* _Problems to solve_:
a) Which names appear before "says" in the comment thread on meeting deadlines?
b) Could you extract the passage of the comment thread that starts at "I’m looking at" and ends at "to work well."?

* _Study text_:
• • • •

I usually follow a similar process for writing projects and other matters. For example, when I’m going on a trip, I start packing at least a couple of days before, and I try to be all done the night before.
Gene Burnett says
Right. I do the same thing whenever we’ve moved. As soon as we know we’re going to be moving, we start the process and start packing some of the stuff I know we won’t be needing before the move begins. It’s still a bit of a crunch at the very end but just a bit of one. I used to be a mover and I can’t tell you how many people were still doing major packing the day of the move. And sometimes it really cost them, because we would just be sitting around waiting for them to finish…and making the same amount of money as we would if we were working. ;~) GB
John Soares says
Stephanie and I are also good about planning moves. It helps that we’ve pared down all of our stuff. But like you, as soon as we know, we’re going through stuff, packing the unessential items, getting the boxes, etc.
I’m looking at it from the other side, I have hired a number of writers. What worked for me was to give writers more incentives, more work when they finish early. This tends to work well.
Robert Traynor says
How do I meet all my deadlines? Simple! I just imagine a hulking standover guy pressing a gun to my head, yelling, “Hurry the %@!* up!”
Diane Holcomb says
Oh yeah, that’s me to a “T”. When I’m laboring over a project it’s usually because I’m trying to force it. If I back off and then rewrite it quickly from memory, it’s much better. The timer is great, except when I don’t honor the “ding”.
Mitch @ YourCvBuilder says
I’m not a freelance writer myself, but i’m a freelance developer, and code expert and have been freelancing for at least 5 years now,
while i agree with you that sometimes boosting your motivation can help, challenging yourself and thinking about your bigger goals and why you’re doing this etc.., but no matter how motivated you are, without a practical and technical plan to make your work easier you would not be able to get this going for a long term, eventually motivation fades with your mood, if you’re not comfortable with your working situation.
first i thing i do is set up a realistic deadline, don’t promise to deliver in a short period you can’t possible meet on a normal working situation, and get all stressed out about it, and second i break down my task into smaller tasks for each day,
and then i even reward myself, even if i completed my small task for today, i take the rest of the day off do something i enjoy.

• • • •

* _Information given_:
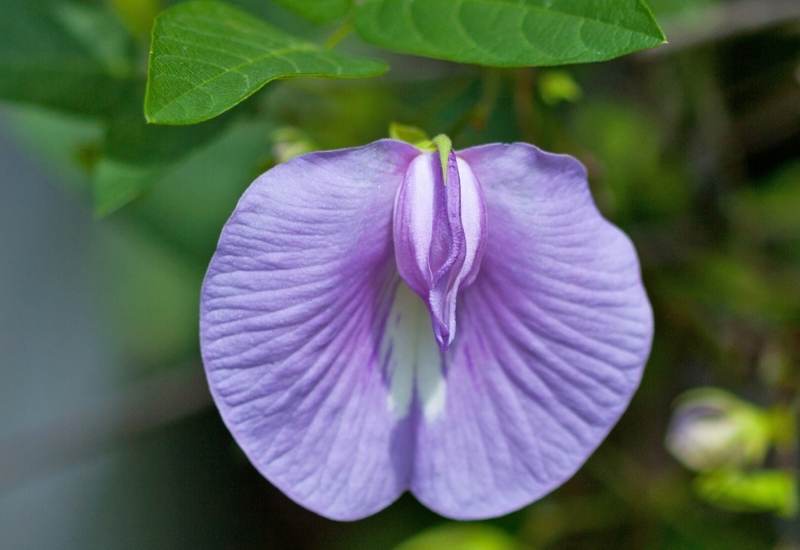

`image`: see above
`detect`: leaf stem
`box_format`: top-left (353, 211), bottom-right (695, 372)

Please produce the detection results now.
top-left (448, 68), bottom-right (502, 140)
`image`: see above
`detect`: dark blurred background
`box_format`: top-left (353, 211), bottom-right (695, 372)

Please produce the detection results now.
top-left (0, 0), bottom-right (800, 550)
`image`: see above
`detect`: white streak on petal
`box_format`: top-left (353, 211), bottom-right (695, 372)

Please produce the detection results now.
top-left (381, 282), bottom-right (445, 420)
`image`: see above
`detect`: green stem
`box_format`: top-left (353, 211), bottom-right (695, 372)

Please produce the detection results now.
top-left (325, 17), bottom-right (355, 50)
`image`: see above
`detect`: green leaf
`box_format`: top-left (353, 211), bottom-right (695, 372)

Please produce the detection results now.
top-left (356, 0), bottom-right (665, 67)
top-left (145, 1), bottom-right (386, 124)
top-left (395, 524), bottom-right (519, 550)
top-left (275, 0), bottom-right (351, 23)
top-left (0, 0), bottom-right (132, 115)
top-left (694, 470), bottom-right (797, 517)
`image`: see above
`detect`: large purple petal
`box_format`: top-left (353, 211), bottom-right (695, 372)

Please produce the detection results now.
top-left (411, 144), bottom-right (652, 519)
top-left (200, 140), bottom-right (419, 519)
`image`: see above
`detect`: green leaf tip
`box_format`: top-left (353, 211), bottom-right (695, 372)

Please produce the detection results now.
top-left (356, 0), bottom-right (665, 67)
top-left (145, 0), bottom-right (387, 124)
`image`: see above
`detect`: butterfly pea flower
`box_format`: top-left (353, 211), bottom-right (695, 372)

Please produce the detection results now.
top-left (200, 139), bottom-right (652, 520)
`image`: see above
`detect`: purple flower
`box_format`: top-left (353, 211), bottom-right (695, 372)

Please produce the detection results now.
top-left (201, 140), bottom-right (652, 520)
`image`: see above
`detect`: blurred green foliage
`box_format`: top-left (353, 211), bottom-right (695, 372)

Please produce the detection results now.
top-left (0, 0), bottom-right (800, 550)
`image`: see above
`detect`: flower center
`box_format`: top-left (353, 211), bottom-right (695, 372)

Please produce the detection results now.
top-left (394, 151), bottom-right (486, 349)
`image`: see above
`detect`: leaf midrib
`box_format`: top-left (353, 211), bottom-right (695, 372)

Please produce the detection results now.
top-left (145, 44), bottom-right (318, 122)
top-left (371, 0), bottom-right (665, 41)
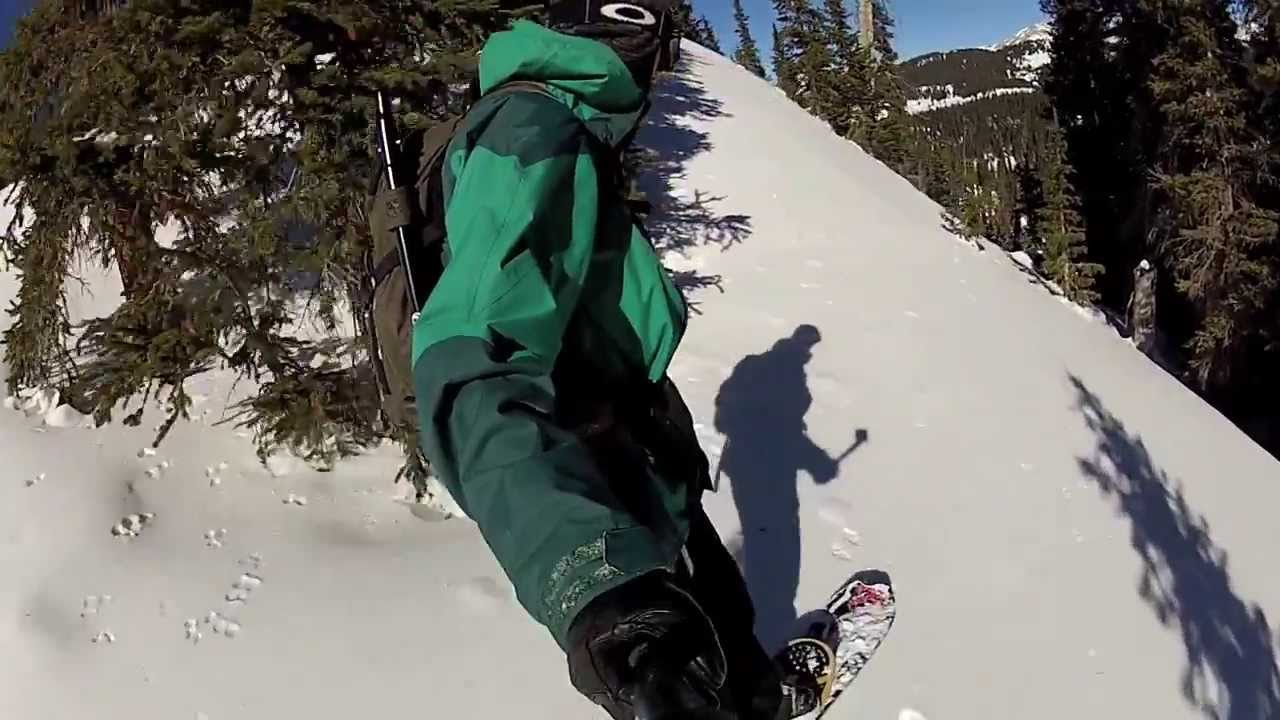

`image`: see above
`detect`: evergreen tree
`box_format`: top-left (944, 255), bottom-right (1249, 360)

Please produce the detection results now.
top-left (818, 0), bottom-right (872, 137)
top-left (1149, 0), bottom-right (1280, 392)
top-left (733, 0), bottom-right (764, 78)
top-left (1033, 128), bottom-right (1102, 302)
top-left (0, 0), bottom-right (519, 484)
top-left (872, 0), bottom-right (897, 65)
top-left (772, 23), bottom-right (795, 90)
top-left (773, 0), bottom-right (831, 105)
top-left (672, 0), bottom-right (723, 54)
top-left (690, 15), bottom-right (724, 55)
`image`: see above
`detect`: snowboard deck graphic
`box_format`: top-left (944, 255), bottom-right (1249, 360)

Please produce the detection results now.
top-left (774, 570), bottom-right (897, 720)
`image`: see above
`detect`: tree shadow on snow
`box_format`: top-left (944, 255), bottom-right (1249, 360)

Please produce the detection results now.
top-left (635, 54), bottom-right (751, 304)
top-left (714, 325), bottom-right (868, 651)
top-left (1070, 375), bottom-right (1280, 720)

• • • •

* _Results for each task_:
a)
Gene Burnett
John Soares
Robert Traynor
Diane Holcomb
Mitch @ YourCvBuilder

b)
I’m looking at it from the other side, I have hired a number of writers. What worked for me was to give writers more incentives, more work when they finish early. This tends to work well.